**Supplied records:**

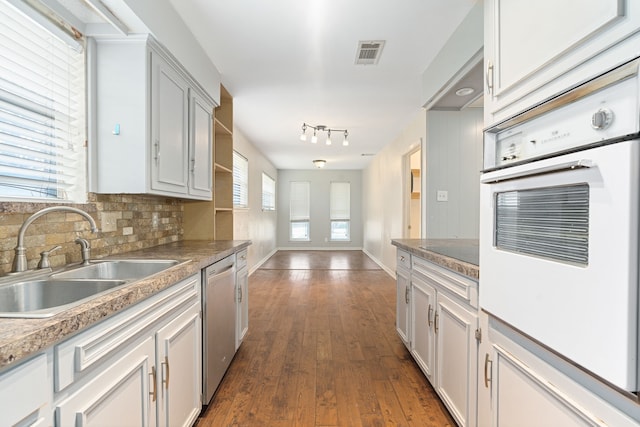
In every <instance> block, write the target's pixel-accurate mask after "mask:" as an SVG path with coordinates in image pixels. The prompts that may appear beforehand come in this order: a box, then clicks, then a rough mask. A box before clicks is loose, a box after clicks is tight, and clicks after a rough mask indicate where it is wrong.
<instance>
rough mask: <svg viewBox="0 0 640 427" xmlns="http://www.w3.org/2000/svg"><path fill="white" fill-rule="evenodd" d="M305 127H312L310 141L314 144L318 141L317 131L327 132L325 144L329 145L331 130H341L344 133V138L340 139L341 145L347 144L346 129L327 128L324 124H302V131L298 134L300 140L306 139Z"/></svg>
mask: <svg viewBox="0 0 640 427" xmlns="http://www.w3.org/2000/svg"><path fill="white" fill-rule="evenodd" d="M307 128H311V129H313V136H311V143H312V144H316V143H317V142H318V132H327V139H326V140H325V144H327V145H331V132H341V133H343V134H344V139H343V140H342V145H343V146H345V147H346V146H347V145H349V139H348V138H349V132H348V131H347V130H346V129H329V128H328V127H326V126H325V125H317V126H313V125H308V124H306V123H303V124H302V133H301V134H300V140H301V141H306V140H307Z"/></svg>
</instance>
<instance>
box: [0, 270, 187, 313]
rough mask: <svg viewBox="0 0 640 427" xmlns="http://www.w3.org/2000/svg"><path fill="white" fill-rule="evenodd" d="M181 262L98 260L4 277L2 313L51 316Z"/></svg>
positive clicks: (1, 284) (0, 297)
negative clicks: (71, 265) (26, 275)
mask: <svg viewBox="0 0 640 427" xmlns="http://www.w3.org/2000/svg"><path fill="white" fill-rule="evenodd" d="M177 264H178V261H175V260H165V259H162V260H148V259H136V260H133V259H127V260H105V261H99V260H98V261H91V262H90V264H89V265H81V266H75V267H69V268H65V269H63V270H60V271H57V272H54V273H49V274H46V273H43V274H37V273H35V274H33V275H30V276H29V278H26V277H24V278H15V277H14V278H13V280H11V279H9V281H6V280H3V282H2V283H0V317H18V318H44V317H50V316H53V315H55V314H58V313H60V312H62V311H65V310H68V309H70V308H73V307H75V306H77V305H80V304H82V303H84V302H87V301H88V300H89V299H91V298H94V297H97V296H100V295H102V294H104V293H107V292H108V291H112V290H115V289H116V288H118V287H120V286H124V285H126V284H129V283H131V282H134V281H137V280H141V279H145V278H147V277H149V276H152V275H154V274H156V273H159V272H161V271H163V270H166V269H168V268H170V267H173V266H174V265H177ZM5 282H6V283H5Z"/></svg>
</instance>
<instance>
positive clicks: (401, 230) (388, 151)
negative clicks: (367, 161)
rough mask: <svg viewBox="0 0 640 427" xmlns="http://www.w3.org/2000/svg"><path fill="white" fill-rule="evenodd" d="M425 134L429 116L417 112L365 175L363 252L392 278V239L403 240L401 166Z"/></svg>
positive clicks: (401, 180)
mask: <svg viewBox="0 0 640 427" xmlns="http://www.w3.org/2000/svg"><path fill="white" fill-rule="evenodd" d="M425 133H426V114H425V112H424V111H423V110H421V109H416V115H415V117H414V119H413V120H412V121H411V123H409V125H408V126H407V127H406V128H405V129H404V130H403V131H402V132H401V133H400V135H398V137H397V138H396V139H395V140H394V141H392V142H391V143H389V145H387V146H385V147H384V148H383V149H382V151H380V152H379V153H378V154H377V155H376V156H375V157H374V158H373V159H372V160H371V163H369V166H367V168H366V169H365V170H364V171H363V176H362V181H363V190H364V193H363V195H364V200H363V223H364V230H365V231H364V246H363V248H364V251H365V252H366V253H367V254H368V255H369V256H371V257H372V258H373V259H374V260H376V261H377V262H378V263H379V264H380V265H381V266H382V267H383V268H385V270H387V272H389V274H393V271H395V268H396V248H395V246H392V245H391V239H394V238H401V237H402V228H403V212H402V206H403V186H404V185H405V182H404V181H403V177H402V171H403V167H402V162H403V161H404V156H405V155H406V154H407V153H409V152H410V151H411V150H412V149H414V148H415V147H416V146H417V145H419V144H420V141H421V140H424V138H425V136H426V135H425ZM423 175H424V173H423ZM423 182H424V181H423Z"/></svg>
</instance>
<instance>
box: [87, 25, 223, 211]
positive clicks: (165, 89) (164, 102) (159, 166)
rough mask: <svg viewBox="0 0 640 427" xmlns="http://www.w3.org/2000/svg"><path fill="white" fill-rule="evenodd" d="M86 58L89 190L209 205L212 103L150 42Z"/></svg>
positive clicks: (113, 40)
mask: <svg viewBox="0 0 640 427" xmlns="http://www.w3.org/2000/svg"><path fill="white" fill-rule="evenodd" d="M90 54H91V56H90V63H91V64H92V65H94V66H93V67H92V70H93V71H92V77H93V79H92V83H91V86H90V91H89V93H90V100H91V106H92V114H91V118H92V120H93V123H90V129H92V132H91V133H90V139H89V147H90V153H91V154H90V158H91V170H90V176H91V186H90V187H91V191H94V192H96V193H134V194H156V195H164V196H173V197H181V198H189V199H200V200H211V196H212V182H213V131H212V129H213V122H212V115H213V107H214V102H213V99H212V98H211V97H209V96H208V95H207V94H206V92H205V91H204V90H202V89H201V88H200V85H199V84H198V83H197V82H196V81H195V80H193V78H191V76H190V75H189V73H188V72H187V71H186V70H184V69H183V68H182V67H181V66H180V64H179V63H178V62H177V61H176V60H175V59H174V58H173V57H172V56H171V54H169V53H168V52H167V51H166V50H164V49H163V48H162V47H161V46H160V45H158V44H157V43H156V42H155V41H154V40H153V39H151V38H147V37H144V38H135V37H128V38H126V39H97V40H95V42H94V43H93V44H92V45H91V50H90Z"/></svg>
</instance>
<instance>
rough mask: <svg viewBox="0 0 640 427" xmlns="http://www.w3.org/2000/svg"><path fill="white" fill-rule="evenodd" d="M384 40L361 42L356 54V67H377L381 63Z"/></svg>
mask: <svg viewBox="0 0 640 427" xmlns="http://www.w3.org/2000/svg"><path fill="white" fill-rule="evenodd" d="M383 47H384V41H383V40H375V41H360V42H358V51H357V52H356V65H375V64H377V63H378V61H380V54H381V53H382V48H383Z"/></svg>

**Task item:** From the first record above to the last, output each one exactly and omit the pictures.

**Exercise solution:**
In every <instance> block, write the target's pixel-accurate mask after "mask:" as an SVG path with coordinates in image pixels. The prompts that may appear beforehand come in this order: a box, then clicks, then a rough mask. A box before clicks is loose, a box after clicks is tight, and clicks after a rough mask indicate where it is wrong.
<instance>
rough mask: <svg viewBox="0 0 640 427" xmlns="http://www.w3.org/2000/svg"><path fill="white" fill-rule="evenodd" d="M305 127H312L310 141L314 144L318 141L317 131L327 132L325 144L329 145L331 130H341L344 133V138L340 139L341 145L347 144L346 129L327 128L324 124H302V131L298 134L300 140L306 139Z"/></svg>
mask: <svg viewBox="0 0 640 427" xmlns="http://www.w3.org/2000/svg"><path fill="white" fill-rule="evenodd" d="M307 128H311V129H313V136H311V143H312V144H316V143H317V142H318V132H327V139H326V140H325V144H327V145H331V132H341V133H343V134H344V139H343V140H342V145H343V146H345V147H346V146H347V145H349V139H348V138H349V132H348V131H347V130H346V129H329V128H328V127H326V126H325V125H317V126H313V125H308V124H306V123H303V124H302V133H301V134H300V140H301V141H306V140H307Z"/></svg>
</instance>
<instance>
box: [0, 270, 187, 313]
rough mask: <svg viewBox="0 0 640 427" xmlns="http://www.w3.org/2000/svg"><path fill="white" fill-rule="evenodd" d="M181 262L98 260L4 277L2 313L51 316Z"/></svg>
positive clicks: (1, 284) (0, 297)
negative clicks: (71, 265) (26, 275)
mask: <svg viewBox="0 0 640 427" xmlns="http://www.w3.org/2000/svg"><path fill="white" fill-rule="evenodd" d="M177 264H178V261H175V260H165V259H162V260H148V259H136V260H133V259H127V260H105V261H99V260H98V261H91V262H90V264H89V265H81V266H75V267H69V268H65V269H63V270H60V271H57V272H54V273H49V274H46V273H43V274H37V273H35V274H33V275H30V276H29V278H26V277H24V278H15V277H14V278H13V280H11V279H9V281H6V280H3V282H2V283H0V317H18V318H44V317H50V316H53V315H55V314H58V313H60V312H62V311H65V310H68V309H70V308H73V307H75V306H77V305H80V304H82V303H84V302H87V301H88V300H89V299H91V298H94V297H97V296H100V295H102V294H104V293H107V292H108V291H112V290H115V289H116V288H118V287H120V286H124V285H126V284H129V283H131V282H134V281H137V280H141V279H145V278H147V277H149V276H152V275H154V274H156V273H159V272H161V271H163V270H166V269H168V268H170V267H173V266H174V265H177ZM5 282H6V283H5Z"/></svg>
</instance>
<instance>
positive clicks: (401, 230) (388, 151)
negative clicks: (367, 161)
rough mask: <svg viewBox="0 0 640 427" xmlns="http://www.w3.org/2000/svg"><path fill="white" fill-rule="evenodd" d="M425 134L429 116L417 112L365 175L363 252L392 278V239L403 240L401 166Z"/></svg>
positive clicks: (401, 180)
mask: <svg viewBox="0 0 640 427" xmlns="http://www.w3.org/2000/svg"><path fill="white" fill-rule="evenodd" d="M425 133H426V114H425V112H424V111H423V110H421V109H416V115H415V117H414V119H413V120H412V121H411V123H409V125H408V126H407V127H406V128H405V129H404V130H403V131H402V132H401V133H400V135H398V137H397V138H396V139H395V140H394V141H392V142H391V143H389V145H387V146H385V147H384V148H383V149H382V151H380V152H379V153H378V154H377V155H376V156H375V157H374V158H373V159H372V160H371V163H369V166H367V168H366V169H365V170H364V171H363V176H362V181H363V190H364V193H363V195H364V200H363V223H364V230H365V231H364V246H363V248H364V251H365V252H366V253H367V254H368V255H369V256H371V257H372V258H373V259H374V260H376V261H377V262H378V263H379V264H380V265H381V266H382V267H383V268H385V270H387V272H389V274H393V271H395V268H396V248H395V246H392V245H391V239H394V238H401V237H402V228H403V212H402V206H403V186H404V185H405V182H404V181H403V177H402V171H403V167H402V162H403V161H404V156H405V155H406V154H407V153H409V152H410V151H411V150H412V149H414V148H415V147H416V146H417V145H419V144H420V141H421V140H424V138H425V136H426V135H425ZM423 175H424V173H423ZM423 182H424V181H423Z"/></svg>
</instance>
<instance>
box: [87, 25, 223, 211]
positive clicks: (165, 89) (164, 102) (159, 166)
rough mask: <svg viewBox="0 0 640 427" xmlns="http://www.w3.org/2000/svg"><path fill="white" fill-rule="evenodd" d="M86 58L89 190L209 205L212 103L150 42Z"/></svg>
positive clicks: (113, 40)
mask: <svg viewBox="0 0 640 427" xmlns="http://www.w3.org/2000/svg"><path fill="white" fill-rule="evenodd" d="M90 54H91V56H90V63H91V64H92V65H94V66H93V67H92V70H93V71H92V77H93V79H92V83H91V86H90V91H89V93H90V100H91V106H92V114H91V118H92V120H93V123H90V129H92V132H91V133H90V139H89V147H90V153H91V154H90V158H91V170H90V176H91V186H90V187H91V191H94V192H96V193H134V194H156V195H164V196H173V197H181V198H189V199H200V200H211V196H212V182H213V131H212V129H213V122H212V115H213V107H214V102H213V99H212V98H211V97H209V96H208V95H207V94H206V92H205V91H204V90H202V89H201V88H200V85H199V84H198V83H197V82H196V81H195V80H193V78H191V76H190V75H189V73H188V72H187V71H186V70H184V69H183V68H182V67H181V66H180V64H179V63H178V62H177V61H176V60H175V59H174V58H173V57H172V56H171V54H169V53H168V52H167V51H166V50H164V49H163V48H162V47H161V46H160V45H158V44H157V43H156V42H155V41H154V40H153V39H151V38H147V37H144V38H135V37H128V38H126V39H97V40H95V42H94V43H93V44H92V45H91V50H90Z"/></svg>
</instance>
<instance>
rough mask: <svg viewBox="0 0 640 427" xmlns="http://www.w3.org/2000/svg"><path fill="white" fill-rule="evenodd" d="M384 40L361 42L356 54V67H377L381 63Z"/></svg>
mask: <svg viewBox="0 0 640 427" xmlns="http://www.w3.org/2000/svg"><path fill="white" fill-rule="evenodd" d="M383 47H384V41H383V40H375V41H360V42H358V51H357V52H356V65H375V64H377V63H378V61H380V54H381V53H382V48H383Z"/></svg>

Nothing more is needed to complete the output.